◆ WORK ITEM: Hunt through the lines below for the string "cutting" and copy each one that has it.

------ GIVEN DATA ------

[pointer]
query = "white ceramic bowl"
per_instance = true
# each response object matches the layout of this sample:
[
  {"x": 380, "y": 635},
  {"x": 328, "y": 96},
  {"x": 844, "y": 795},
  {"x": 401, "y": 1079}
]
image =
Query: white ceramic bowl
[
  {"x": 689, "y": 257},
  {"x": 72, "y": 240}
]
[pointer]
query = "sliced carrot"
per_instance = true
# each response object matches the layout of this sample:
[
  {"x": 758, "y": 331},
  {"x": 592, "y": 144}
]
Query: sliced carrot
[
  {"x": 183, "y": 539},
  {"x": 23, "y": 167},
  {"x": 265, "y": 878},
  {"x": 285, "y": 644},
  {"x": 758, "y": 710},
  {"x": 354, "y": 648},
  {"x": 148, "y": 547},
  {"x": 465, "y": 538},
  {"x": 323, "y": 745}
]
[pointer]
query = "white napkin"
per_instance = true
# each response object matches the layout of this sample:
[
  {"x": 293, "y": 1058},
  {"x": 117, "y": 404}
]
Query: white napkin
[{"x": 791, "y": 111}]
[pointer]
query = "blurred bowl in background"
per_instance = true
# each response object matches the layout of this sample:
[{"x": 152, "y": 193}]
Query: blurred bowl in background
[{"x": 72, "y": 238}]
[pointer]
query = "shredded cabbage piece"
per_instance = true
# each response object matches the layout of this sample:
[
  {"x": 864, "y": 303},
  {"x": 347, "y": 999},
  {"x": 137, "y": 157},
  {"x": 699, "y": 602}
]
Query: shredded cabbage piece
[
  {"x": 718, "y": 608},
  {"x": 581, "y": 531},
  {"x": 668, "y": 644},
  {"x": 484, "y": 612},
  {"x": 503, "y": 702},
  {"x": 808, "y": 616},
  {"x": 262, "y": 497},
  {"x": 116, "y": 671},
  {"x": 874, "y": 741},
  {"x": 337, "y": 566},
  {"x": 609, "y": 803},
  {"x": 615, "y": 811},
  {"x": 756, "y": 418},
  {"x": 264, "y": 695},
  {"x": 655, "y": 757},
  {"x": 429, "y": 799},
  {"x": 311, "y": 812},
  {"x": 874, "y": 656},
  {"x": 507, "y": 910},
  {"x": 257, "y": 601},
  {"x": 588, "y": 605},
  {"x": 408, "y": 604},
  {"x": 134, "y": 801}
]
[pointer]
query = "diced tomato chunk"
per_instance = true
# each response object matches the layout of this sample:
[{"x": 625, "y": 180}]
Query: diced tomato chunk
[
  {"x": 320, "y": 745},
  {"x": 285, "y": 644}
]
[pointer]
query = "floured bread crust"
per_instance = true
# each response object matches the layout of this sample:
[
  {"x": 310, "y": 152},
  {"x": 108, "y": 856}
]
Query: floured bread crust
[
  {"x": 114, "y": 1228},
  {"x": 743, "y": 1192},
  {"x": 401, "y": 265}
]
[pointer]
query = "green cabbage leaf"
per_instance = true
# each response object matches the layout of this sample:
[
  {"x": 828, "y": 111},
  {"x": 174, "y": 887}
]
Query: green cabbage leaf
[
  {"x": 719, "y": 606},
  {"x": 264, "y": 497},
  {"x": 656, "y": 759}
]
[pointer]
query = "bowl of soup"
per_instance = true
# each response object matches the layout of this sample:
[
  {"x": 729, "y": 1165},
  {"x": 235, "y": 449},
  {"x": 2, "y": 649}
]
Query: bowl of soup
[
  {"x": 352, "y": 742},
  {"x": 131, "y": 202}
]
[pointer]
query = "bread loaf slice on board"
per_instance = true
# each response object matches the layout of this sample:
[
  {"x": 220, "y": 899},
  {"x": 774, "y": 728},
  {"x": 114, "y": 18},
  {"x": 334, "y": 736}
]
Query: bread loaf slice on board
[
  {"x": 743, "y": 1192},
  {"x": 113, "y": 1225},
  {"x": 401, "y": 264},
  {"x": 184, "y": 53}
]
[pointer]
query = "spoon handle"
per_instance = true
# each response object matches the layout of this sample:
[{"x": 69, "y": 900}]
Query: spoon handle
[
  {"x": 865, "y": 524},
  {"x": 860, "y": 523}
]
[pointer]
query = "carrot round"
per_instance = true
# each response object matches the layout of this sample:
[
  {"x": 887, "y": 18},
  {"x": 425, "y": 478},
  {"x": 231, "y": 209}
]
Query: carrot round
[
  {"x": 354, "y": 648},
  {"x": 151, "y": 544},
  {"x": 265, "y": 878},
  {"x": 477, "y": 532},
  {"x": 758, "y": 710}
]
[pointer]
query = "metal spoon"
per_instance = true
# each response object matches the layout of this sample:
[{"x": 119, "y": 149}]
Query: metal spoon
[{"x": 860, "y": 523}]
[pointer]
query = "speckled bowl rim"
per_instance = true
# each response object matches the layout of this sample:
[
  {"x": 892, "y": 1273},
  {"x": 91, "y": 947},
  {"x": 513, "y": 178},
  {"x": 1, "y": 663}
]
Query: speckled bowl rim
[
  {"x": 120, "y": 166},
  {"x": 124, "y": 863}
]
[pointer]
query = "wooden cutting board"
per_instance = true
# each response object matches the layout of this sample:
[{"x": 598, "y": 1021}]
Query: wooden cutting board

------

◆ SOLUTION BELOW:
query = "wooden cutting board"
Query: wooden cutting board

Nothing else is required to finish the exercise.